# Exercise data:
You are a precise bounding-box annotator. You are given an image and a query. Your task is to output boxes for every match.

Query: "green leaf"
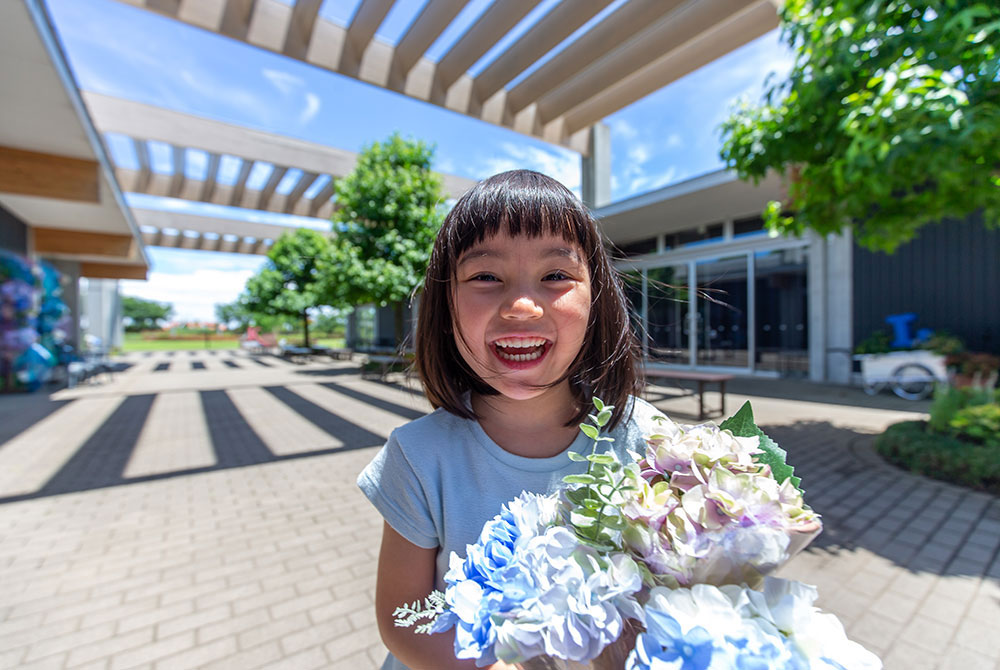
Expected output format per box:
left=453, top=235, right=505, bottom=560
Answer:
left=592, top=397, right=605, bottom=412
left=566, top=451, right=587, bottom=462
left=595, top=409, right=612, bottom=427
left=586, top=453, right=615, bottom=465
left=563, top=474, right=598, bottom=485
left=720, top=401, right=803, bottom=494
left=580, top=424, right=599, bottom=440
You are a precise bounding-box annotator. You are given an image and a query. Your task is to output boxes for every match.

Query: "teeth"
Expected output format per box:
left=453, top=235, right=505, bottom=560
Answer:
left=493, top=337, right=546, bottom=349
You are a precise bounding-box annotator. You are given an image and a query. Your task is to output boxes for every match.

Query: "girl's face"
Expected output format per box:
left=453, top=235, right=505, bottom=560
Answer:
left=452, top=232, right=592, bottom=402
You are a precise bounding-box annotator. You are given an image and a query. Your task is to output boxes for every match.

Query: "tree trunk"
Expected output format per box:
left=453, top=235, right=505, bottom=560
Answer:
left=302, top=311, right=311, bottom=348
left=393, top=301, right=404, bottom=349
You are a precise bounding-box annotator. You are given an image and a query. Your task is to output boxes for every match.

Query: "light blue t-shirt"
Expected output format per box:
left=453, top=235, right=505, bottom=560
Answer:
left=356, top=396, right=662, bottom=670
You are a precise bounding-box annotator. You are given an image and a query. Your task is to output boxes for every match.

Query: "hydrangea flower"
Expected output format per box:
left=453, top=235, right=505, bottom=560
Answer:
left=433, top=492, right=644, bottom=666
left=621, top=415, right=819, bottom=588
left=627, top=580, right=881, bottom=670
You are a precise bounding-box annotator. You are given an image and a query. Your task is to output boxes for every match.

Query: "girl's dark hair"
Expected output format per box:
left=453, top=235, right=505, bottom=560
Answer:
left=416, top=169, right=642, bottom=430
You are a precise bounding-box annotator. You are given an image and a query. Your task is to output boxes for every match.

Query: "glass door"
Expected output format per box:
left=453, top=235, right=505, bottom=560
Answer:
left=645, top=264, right=690, bottom=365
left=695, top=255, right=749, bottom=369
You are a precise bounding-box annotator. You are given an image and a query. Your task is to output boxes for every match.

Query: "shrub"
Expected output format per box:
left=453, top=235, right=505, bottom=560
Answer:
left=875, top=421, right=1000, bottom=495
left=927, top=385, right=996, bottom=433
left=950, top=405, right=1000, bottom=448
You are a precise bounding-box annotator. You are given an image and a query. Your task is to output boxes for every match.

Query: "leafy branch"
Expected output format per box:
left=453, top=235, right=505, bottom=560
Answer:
left=562, top=397, right=637, bottom=552
left=719, top=401, right=803, bottom=493
left=393, top=591, right=447, bottom=634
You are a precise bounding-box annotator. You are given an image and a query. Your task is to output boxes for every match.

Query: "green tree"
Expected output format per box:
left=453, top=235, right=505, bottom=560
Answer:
left=121, top=295, right=173, bottom=332
left=326, top=133, right=446, bottom=345
left=241, top=228, right=331, bottom=347
left=720, top=1, right=1000, bottom=252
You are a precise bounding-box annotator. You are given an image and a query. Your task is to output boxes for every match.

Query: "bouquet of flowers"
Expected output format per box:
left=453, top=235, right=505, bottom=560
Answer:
left=394, top=400, right=880, bottom=669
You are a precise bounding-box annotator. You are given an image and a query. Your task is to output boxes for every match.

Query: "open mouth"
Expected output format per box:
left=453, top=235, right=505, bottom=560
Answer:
left=491, top=337, right=550, bottom=363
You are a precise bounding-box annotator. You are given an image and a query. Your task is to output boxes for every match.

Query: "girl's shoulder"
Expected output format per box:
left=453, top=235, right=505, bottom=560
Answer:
left=391, top=406, right=475, bottom=451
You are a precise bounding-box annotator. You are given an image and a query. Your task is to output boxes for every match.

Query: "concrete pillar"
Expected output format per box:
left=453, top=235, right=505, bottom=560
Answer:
left=807, top=229, right=854, bottom=384
left=581, top=123, right=611, bottom=209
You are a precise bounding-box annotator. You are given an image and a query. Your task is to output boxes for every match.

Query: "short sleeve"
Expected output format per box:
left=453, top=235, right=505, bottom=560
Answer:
left=357, top=431, right=439, bottom=549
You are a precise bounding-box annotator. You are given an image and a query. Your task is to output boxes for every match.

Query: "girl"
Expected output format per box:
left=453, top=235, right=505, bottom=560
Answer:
left=358, top=170, right=662, bottom=670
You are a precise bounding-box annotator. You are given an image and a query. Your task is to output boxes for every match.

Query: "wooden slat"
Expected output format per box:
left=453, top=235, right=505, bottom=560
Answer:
left=346, top=0, right=394, bottom=55
left=390, top=0, right=467, bottom=90
left=219, top=0, right=256, bottom=39
left=34, top=227, right=135, bottom=258
left=471, top=0, right=613, bottom=105
left=282, top=0, right=322, bottom=59
left=506, top=0, right=677, bottom=115
left=536, top=0, right=752, bottom=125
left=284, top=170, right=318, bottom=213
left=0, top=146, right=99, bottom=202
left=432, top=0, right=541, bottom=101
left=199, top=152, right=221, bottom=202
left=80, top=262, right=148, bottom=280
left=257, top=165, right=287, bottom=210
left=307, top=176, right=336, bottom=217
left=146, top=0, right=181, bottom=14
left=168, top=145, right=186, bottom=198
left=229, top=158, right=254, bottom=207
left=133, top=138, right=153, bottom=194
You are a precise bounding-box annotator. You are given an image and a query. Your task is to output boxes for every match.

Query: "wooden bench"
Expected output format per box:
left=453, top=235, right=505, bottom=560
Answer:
left=643, top=366, right=734, bottom=420
left=360, top=353, right=413, bottom=380
left=279, top=345, right=313, bottom=363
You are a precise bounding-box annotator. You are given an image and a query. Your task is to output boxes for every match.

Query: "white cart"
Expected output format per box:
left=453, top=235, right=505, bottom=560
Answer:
left=854, top=350, right=947, bottom=400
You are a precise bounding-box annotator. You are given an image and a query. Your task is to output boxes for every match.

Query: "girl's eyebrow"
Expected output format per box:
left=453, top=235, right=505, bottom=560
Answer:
left=458, top=246, right=582, bottom=266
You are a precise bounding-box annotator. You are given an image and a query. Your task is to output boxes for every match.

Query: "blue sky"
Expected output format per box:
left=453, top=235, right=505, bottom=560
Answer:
left=46, top=0, right=793, bottom=322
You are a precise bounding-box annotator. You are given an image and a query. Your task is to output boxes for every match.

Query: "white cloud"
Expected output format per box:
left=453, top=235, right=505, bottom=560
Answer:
left=262, top=68, right=304, bottom=95
left=665, top=134, right=683, bottom=149
left=479, top=142, right=581, bottom=196
left=609, top=118, right=639, bottom=140
left=627, top=143, right=651, bottom=165
left=299, top=93, right=321, bottom=124
left=121, top=268, right=256, bottom=323
left=626, top=166, right=677, bottom=198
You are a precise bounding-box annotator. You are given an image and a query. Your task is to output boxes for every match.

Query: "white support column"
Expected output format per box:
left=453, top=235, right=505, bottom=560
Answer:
left=807, top=231, right=826, bottom=382
left=580, top=122, right=611, bottom=209
left=825, top=229, right=854, bottom=384
left=807, top=229, right=854, bottom=384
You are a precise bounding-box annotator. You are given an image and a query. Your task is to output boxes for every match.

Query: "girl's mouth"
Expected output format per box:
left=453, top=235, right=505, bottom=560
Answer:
left=490, top=337, right=550, bottom=364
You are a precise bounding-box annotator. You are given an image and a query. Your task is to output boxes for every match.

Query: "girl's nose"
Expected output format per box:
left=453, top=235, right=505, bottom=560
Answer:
left=500, top=294, right=543, bottom=319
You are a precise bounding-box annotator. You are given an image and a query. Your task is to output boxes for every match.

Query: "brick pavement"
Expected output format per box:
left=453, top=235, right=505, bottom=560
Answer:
left=0, top=349, right=997, bottom=670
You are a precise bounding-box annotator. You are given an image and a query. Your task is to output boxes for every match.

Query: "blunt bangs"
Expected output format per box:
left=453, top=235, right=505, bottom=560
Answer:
left=443, top=170, right=591, bottom=262
left=416, top=169, right=641, bottom=429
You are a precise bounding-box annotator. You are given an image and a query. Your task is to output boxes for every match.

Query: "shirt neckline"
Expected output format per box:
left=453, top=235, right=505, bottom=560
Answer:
left=466, top=415, right=591, bottom=472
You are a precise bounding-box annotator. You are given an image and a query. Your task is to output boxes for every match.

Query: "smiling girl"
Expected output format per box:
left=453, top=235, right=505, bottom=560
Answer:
left=357, top=170, right=661, bottom=670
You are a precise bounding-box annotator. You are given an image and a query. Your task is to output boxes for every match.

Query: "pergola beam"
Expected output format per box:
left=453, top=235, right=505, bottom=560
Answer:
left=132, top=137, right=152, bottom=194
left=0, top=146, right=99, bottom=202
left=199, top=152, right=221, bottom=203
left=431, top=0, right=541, bottom=104
left=388, top=0, right=466, bottom=92
left=33, top=227, right=135, bottom=258
left=284, top=170, right=318, bottom=214
left=167, top=144, right=185, bottom=198
left=282, top=0, right=321, bottom=59
left=561, top=0, right=779, bottom=135
left=343, top=0, right=394, bottom=75
left=308, top=176, right=336, bottom=217
left=229, top=158, right=254, bottom=207
left=536, top=0, right=754, bottom=126
left=219, top=0, right=256, bottom=40
left=80, top=261, right=148, bottom=280
left=469, top=0, right=614, bottom=106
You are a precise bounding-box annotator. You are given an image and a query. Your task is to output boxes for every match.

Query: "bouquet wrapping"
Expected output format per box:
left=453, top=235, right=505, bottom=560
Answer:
left=394, top=400, right=879, bottom=669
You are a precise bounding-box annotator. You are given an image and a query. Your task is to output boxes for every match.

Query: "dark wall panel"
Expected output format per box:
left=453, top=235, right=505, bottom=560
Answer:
left=854, top=214, right=1000, bottom=353
left=0, top=204, right=28, bottom=254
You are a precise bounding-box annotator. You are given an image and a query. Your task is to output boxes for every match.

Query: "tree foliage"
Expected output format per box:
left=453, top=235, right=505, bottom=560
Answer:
left=240, top=228, right=331, bottom=347
left=326, top=133, right=446, bottom=344
left=121, top=295, right=173, bottom=332
left=720, top=0, right=1000, bottom=252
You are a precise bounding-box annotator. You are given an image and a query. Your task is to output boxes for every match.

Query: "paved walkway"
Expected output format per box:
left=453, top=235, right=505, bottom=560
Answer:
left=0, top=350, right=997, bottom=670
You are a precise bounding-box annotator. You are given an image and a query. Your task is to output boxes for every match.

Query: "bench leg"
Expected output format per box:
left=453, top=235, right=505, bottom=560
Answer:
left=719, top=380, right=726, bottom=417
left=697, top=380, right=705, bottom=420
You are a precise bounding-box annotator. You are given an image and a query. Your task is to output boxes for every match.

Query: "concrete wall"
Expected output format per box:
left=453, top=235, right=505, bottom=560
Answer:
left=808, top=230, right=854, bottom=384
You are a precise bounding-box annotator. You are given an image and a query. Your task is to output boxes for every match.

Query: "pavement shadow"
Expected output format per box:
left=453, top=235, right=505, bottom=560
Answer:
left=765, top=420, right=999, bottom=581
left=0, top=382, right=426, bottom=505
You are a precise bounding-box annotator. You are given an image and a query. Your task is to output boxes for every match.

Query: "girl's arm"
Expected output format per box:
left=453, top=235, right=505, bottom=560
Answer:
left=375, top=522, right=519, bottom=670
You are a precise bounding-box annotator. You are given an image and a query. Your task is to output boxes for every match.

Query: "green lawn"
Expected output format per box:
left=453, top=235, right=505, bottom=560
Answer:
left=121, top=332, right=346, bottom=352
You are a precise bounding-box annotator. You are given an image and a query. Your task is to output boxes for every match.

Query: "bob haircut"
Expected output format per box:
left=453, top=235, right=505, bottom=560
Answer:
left=415, top=169, right=642, bottom=429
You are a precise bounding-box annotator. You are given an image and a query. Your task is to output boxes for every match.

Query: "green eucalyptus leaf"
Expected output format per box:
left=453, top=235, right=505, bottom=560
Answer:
left=580, top=424, right=599, bottom=440
left=563, top=474, right=598, bottom=485
left=566, top=451, right=587, bottom=462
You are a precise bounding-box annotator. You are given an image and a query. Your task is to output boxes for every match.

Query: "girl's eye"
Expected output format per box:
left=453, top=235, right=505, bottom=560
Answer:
left=543, top=270, right=571, bottom=281
left=471, top=273, right=500, bottom=282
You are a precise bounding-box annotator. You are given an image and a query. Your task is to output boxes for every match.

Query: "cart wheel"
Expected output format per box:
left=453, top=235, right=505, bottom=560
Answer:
left=862, top=379, right=884, bottom=396
left=891, top=363, right=935, bottom=400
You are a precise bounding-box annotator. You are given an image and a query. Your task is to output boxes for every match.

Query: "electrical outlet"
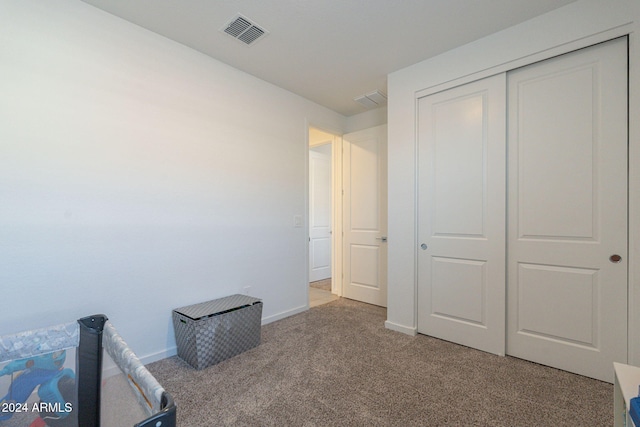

# What is needed:
Search the entries for the string "bouquet". Copy every line that has it.

# Written answer:
Query: "bouquet of flowers"
Query: "bouquet wrapping"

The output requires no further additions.